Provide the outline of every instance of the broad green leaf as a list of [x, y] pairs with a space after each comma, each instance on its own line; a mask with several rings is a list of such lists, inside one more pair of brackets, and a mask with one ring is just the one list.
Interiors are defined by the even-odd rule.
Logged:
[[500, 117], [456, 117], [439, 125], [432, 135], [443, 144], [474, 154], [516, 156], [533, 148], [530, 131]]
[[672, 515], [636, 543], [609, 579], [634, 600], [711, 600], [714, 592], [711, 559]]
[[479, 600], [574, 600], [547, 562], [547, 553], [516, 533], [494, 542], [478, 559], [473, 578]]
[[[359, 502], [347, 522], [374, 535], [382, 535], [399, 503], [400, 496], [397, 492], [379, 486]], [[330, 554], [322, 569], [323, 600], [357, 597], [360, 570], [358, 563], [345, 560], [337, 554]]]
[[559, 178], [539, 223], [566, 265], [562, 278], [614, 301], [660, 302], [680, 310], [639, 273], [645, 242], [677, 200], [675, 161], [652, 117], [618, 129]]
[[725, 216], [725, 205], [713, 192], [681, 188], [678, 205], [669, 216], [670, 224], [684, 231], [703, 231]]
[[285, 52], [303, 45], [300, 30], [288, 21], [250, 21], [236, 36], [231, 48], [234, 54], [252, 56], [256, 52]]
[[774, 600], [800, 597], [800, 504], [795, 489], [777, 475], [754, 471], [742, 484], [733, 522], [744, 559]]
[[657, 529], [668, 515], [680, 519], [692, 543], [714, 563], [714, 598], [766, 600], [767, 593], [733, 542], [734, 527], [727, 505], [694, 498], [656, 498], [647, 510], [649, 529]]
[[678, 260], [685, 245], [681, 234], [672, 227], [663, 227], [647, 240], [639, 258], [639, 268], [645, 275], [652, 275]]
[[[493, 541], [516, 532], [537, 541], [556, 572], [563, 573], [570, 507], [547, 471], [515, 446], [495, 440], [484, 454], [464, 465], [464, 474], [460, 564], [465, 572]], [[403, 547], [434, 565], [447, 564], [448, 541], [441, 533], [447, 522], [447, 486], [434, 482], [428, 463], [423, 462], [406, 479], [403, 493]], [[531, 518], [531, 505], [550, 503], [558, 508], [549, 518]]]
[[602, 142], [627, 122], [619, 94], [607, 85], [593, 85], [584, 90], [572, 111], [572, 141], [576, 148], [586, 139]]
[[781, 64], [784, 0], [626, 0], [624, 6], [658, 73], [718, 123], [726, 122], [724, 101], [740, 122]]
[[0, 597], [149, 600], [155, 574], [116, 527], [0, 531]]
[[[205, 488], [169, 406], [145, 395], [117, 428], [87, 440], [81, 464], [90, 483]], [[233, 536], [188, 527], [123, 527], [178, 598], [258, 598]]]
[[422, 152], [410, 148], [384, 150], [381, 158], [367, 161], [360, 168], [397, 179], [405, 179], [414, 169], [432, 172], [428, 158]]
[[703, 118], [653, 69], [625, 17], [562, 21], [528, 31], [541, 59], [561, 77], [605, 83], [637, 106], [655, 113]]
────────────────────
## [WRITTEN INSTRUCTION]
Starting at the beginning of the records and stopping after the line that contains "510], [649, 529]]", rewrite those lines with "Logged" replaced by "Recorded". Leave everything else unchanged.

## [THE OUTPUT]
Provide the outline of every instance of the broad green leaf as a list of [x, y] pairs with a space after each comma, each instance on its own line; a mask with several rings is a list of such lists, inside one more pair of brackets, and a mask with one ring is just the one list.
Interiors are defined by the even-odd rule.
Recorded:
[[500, 117], [456, 117], [439, 125], [432, 135], [443, 144], [474, 154], [516, 156], [533, 148], [530, 131]]
[[672, 515], [636, 543], [609, 579], [634, 600], [711, 600], [714, 592], [711, 559]]
[[479, 600], [574, 600], [547, 562], [547, 553], [516, 533], [494, 542], [478, 559], [473, 578]]
[[[359, 502], [347, 522], [374, 535], [382, 535], [399, 503], [400, 496], [397, 492], [379, 486]], [[330, 554], [322, 569], [323, 600], [357, 597], [360, 570], [358, 563], [345, 560], [337, 554]]]
[[559, 178], [539, 223], [566, 265], [562, 278], [614, 301], [660, 302], [680, 310], [639, 273], [645, 242], [677, 200], [675, 161], [652, 117], [618, 129]]
[[725, 216], [725, 205], [713, 192], [681, 188], [678, 205], [669, 216], [670, 224], [684, 231], [703, 231]]
[[285, 52], [303, 45], [300, 30], [288, 21], [250, 21], [236, 36], [231, 48], [234, 54], [252, 56], [256, 52]]
[[774, 600], [800, 597], [800, 504], [795, 489], [777, 475], [754, 471], [742, 484], [733, 522], [744, 559]]
[[657, 529], [668, 515], [680, 519], [692, 543], [714, 563], [714, 598], [766, 600], [767, 593], [733, 542], [734, 527], [727, 505], [694, 498], [656, 498], [647, 510], [649, 529]]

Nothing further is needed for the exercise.